EXTRACT>
•••••
Sep. 28th, 2006

lurkitty: (Default)
When I visited the USSR in 1976, officials were keen on visitors not leaving with certain items. It was an odd game. You could buy only official souvenirs sold in tourist stores. these were often far too expensive for a recent high school graduate on a budget (and cheaply made).

The official stores did not have what we wanted anyway. We somehow found places that sold us the Red Army belts and Soviet flags to smuggle out and adorn our college dorm rooms. What was most puzzling was the policy on значкий - the little enamelled pins people were constantly exchanging as gifts. They most often commemorated places or events, like Leningrad or the launch of Sputnik. We had brought a few American flag pins and Oregon pins to trade, but quickly ran out. It didn't matter. People were constantly giving us little pins all the time we were there. It was sweet.

And it was illegal to take them out of the country. I never quite got my head around why these cute little pins were so evil. But we played the game and duly smuggled them.

Except that I forgot to hide mine. I had been pinning mine to my hat, and it was a hot, sunny day. I had intended to stuff my hat far down into my brimming backpack before going through security. But, being as absent-minded as I am today, I simply forgot it was on my head.

I approached the uniformed security guard, my backpack full of contraband, my значкий openly on my head. He took one look at me, pointed at my hat and laughed. He waggled his finger and admonished me in Russian for having violated the law (I gave him a nice "deer in the headlights" stare that I reserve for times when I'm scared I'm going to get thrown into a Gulag). He looked at my passport, didn't check my backpack and waved me through, giggling to his comrades about the silly American girl who didn't know enough to smuggle her значкий out properly.

Contrast this with a piece found on slashdot from samzenpus. A guy gets cheeky and writes "Kim Hawley is an idiot" on the outside of the plastic bag he used for his toothpaste and hair gel (Kim "Kip" Hawley is the head of the TSA). He was detained. Police were called. He was told his First Amendment rights did not apply in line at the airport.
•••••
JOB A> Reproduce the blog post about the 1976 visit to the USSR in full, word for word.
The records that come next bear no relation to the blog post.
•••••
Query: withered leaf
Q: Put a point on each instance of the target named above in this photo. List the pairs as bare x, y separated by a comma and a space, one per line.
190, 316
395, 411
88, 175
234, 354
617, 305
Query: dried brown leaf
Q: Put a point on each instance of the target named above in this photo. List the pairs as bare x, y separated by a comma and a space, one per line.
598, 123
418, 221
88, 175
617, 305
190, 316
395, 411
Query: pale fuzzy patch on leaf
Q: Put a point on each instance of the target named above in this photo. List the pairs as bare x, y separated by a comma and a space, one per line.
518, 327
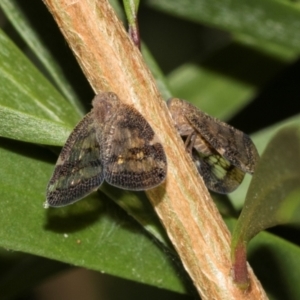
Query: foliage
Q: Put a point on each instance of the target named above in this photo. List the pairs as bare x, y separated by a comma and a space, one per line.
240, 68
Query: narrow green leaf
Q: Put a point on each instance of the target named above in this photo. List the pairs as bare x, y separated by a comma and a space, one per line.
31, 109
272, 198
274, 192
261, 140
160, 79
276, 264
23, 127
34, 42
15, 267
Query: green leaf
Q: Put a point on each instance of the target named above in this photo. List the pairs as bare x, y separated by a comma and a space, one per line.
274, 192
261, 139
93, 233
275, 262
264, 20
272, 198
34, 42
30, 108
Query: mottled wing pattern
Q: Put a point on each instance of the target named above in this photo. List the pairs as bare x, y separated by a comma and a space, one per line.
134, 159
221, 153
218, 173
79, 169
232, 144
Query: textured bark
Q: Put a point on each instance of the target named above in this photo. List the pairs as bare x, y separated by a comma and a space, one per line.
111, 62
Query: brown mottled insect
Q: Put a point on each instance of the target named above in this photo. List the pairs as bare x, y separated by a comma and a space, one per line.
222, 154
114, 143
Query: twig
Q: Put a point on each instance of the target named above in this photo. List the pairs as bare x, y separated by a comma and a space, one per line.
111, 62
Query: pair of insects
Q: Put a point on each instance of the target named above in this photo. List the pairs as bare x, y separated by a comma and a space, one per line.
115, 143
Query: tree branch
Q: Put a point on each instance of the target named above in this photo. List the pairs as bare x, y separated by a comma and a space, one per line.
111, 62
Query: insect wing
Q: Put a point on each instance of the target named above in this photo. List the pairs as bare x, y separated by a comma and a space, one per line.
79, 169
218, 173
232, 144
134, 159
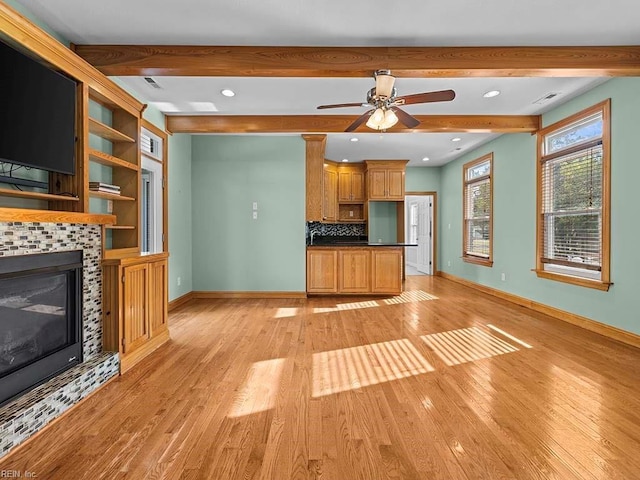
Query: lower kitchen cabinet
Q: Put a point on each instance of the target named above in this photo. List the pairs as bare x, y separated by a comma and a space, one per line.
•••••
JOB B> Gather each line of the records that contains the word "leaf".

FULL RESPONSE A>
Sep. 28th, 2006

lurkitty: (Default)
When I visited the USSR in 1976, officials were keen on visitors not leaving with certain items. It was an odd game. You could buy only official souvenirs sold in tourist stores. these were often far too expensive for a recent high school graduate on a budget (and cheaply made).

The official stores did not have what we wanted anyway. We somehow found places that sold us the Red Army belts and Soviet flags to smuggle out and adorn our college dorm rooms. What was most puzzling was the policy on значкий - the little enamelled pins people were constantly exchanging as gifts. They most often commemorated places or events, like Leningrad or the launch of Sputnik. We had brought a few American flag pins and Oregon pins to trade, but quickly ran out. It didn't matter. People were constantly giving us little pins all the time we were there. It was sweet.

And it was illegal to take them out of the country. I never quite got my head around why these cute little pins were so evil. But we played the game and duly smuggled them.

Except that I forgot to hide mine. I had been pinning mine to my hat, and it was a hot, sunny day. I had intended to stuff my hat far down into my brimming backpack before going through security. But, being as absent-minded as I am today, I simply forgot it was on my head.

I approached the uniformed security guard, my backpack full of contraband, my значкий openly on my head. He took one look at me, pointed at my hat and laughed. He waggled his finger and admonished me in Russian for having violated the law (I gave him a nice "deer in the headlights" stare that I reserve for times when I'm scared I'm going to get thrown into a Gulag). He looked at my passport, didn't check my backpack and waved me through, giggling to his comrades about the silly American girl who didn't know enough to smuggle her значкий out properly.

Contrast this with a piece found on slashdot from samzenpus. A guy gets cheeky and writes "Kim Hawley is an idiot" on the outside of the plastic bag he used for his toothpaste and hair gel (Kim "Kip" Hawley is the head of the TSA). He was detained. Police were called. He was told his First Amendment rights did not apply in line at the airport.

FULL RESPONSE B>
Query: withered leaf
Query: dried brown leaf
Query: pale fuzzy patch on leaf
Query: narrow green leaf
Query: green leaf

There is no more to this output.